◆ TO DO:
1. In the action alert about Wyoming's Red Desert wild horses, how many horses does the Bureau of Land Management plan to remove?
2. What is the Spanish for this sentence from the action alert about Wyoming's Red Desert wild horses: "They consider all these 3,946,000 acres of public and private land to be “theirs.”"?
3. Can you pick up the action alert about Wyoming's Red Desert wild horses after its last sentence and carry it forward?

◆ EXTRACT:

Action Alert! You can Submit Comments and Make Your Voice Heard to Stop the Bureau of Land Management’s Monstrous Plan by April 30, 2021

Source: Wild Hoofbeats

Wild Horses, Mustangs, Adobe Town Herd Area, southwestern Wyoming, USA

On April 1, 2021 the Bureau of Land Management published their Environmental Assessment for five wild horse herds in the Red Desert of Wyoming, in the public lands that include the Checkerboard: Adobe Town, Salt Wells Creek, Great Divide Basin, White Mountain and Little Colorado. These herds are on 3,436,000 acres. Despite having a new administration and a new Secretary of the Interior, Deb Haaland, the BLM pushed out this plan to remove 3555 wild horses, the largest proposed roundup in history. This brutal plan includes as alternatives for the remaining horses left on the range dangerous spaying of wild mares, putting IUDs in wild mares and gelding stallions. Not only does the BLM want to remove as many wild horses as possible without even doing an actual count of their numbers for the past two years, they want to leave the remaining horses sterilized so that ultimately the wild horses will be eradicated in these areas. Here is the link to the documents: https://eplanning.blm.gov/eplanning-ui/project/1501993/570

If you are asking why, the main reason for this aggressive action is the Rock Springs Grazing Association. They are one of the most powerful grazing associations in the country despite only having about a couple dozen member families, and they are the primary holders of grazing leases in these Herd Management Areas and the primary holders of private land within the Checkerboard. They consider all these 3,946,000 acres of public and private land to be “theirs.”

◆ INPUT DATA:
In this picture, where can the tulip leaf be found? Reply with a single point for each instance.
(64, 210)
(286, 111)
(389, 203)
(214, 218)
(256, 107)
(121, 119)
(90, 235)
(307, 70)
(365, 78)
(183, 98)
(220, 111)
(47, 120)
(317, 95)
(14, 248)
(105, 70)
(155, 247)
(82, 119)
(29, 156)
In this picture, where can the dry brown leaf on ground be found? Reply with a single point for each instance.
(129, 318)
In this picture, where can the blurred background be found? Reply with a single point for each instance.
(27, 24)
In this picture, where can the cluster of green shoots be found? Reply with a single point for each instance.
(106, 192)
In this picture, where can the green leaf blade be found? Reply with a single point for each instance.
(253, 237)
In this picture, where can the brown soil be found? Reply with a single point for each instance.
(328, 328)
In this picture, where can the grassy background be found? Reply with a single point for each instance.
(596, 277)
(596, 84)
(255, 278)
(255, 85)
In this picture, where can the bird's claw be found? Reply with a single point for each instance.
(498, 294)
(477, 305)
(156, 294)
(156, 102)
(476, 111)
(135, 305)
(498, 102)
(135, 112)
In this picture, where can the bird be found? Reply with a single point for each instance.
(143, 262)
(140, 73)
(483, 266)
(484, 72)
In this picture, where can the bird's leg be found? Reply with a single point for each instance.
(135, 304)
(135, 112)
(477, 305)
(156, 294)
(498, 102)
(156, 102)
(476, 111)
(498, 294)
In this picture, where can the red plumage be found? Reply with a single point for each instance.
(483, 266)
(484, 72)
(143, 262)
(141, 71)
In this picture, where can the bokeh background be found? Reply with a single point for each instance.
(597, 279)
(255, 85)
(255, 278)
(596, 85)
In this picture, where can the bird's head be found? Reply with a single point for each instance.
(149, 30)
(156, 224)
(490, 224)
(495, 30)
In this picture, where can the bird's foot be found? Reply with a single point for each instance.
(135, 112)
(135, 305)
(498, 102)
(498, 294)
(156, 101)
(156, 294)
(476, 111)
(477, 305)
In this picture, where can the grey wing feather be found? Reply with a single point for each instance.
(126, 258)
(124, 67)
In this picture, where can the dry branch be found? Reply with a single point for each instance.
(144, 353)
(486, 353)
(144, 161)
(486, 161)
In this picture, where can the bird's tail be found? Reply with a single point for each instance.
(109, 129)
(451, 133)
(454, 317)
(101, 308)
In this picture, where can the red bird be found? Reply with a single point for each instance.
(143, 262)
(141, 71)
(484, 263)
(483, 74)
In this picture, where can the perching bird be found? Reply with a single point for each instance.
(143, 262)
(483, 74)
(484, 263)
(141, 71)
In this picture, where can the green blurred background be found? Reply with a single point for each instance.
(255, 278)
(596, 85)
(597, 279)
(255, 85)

◆ ANSWERS TO EACH TASK:
1. 3555 wild horses.

2. Consideran que todos estos 3.946.000 acres de tierras públicas y privadas son «suyos».

3.
They will never rest until all the wild horses have been eradicated, and they have considerable influence over the Bureau of Land Management. I have been observing, photographing and documenting wild horses in these areas since 2004 and involved in 5 lawsuits to stop the destruction of these wild horse herds over the past 8 years, and no doubt soon will be a plaintiff on yet another lawsuit. If not for keen public involvement and lawsuits, these herds would have been zeroed out long ago. Under this plan, there will be 1550 wild horses total left on 3,436,000 acres, or one horse per 2216 acres.

Here is the imaginative table that includes population estimates based on made up numbers:

READ the rest of this article HERE.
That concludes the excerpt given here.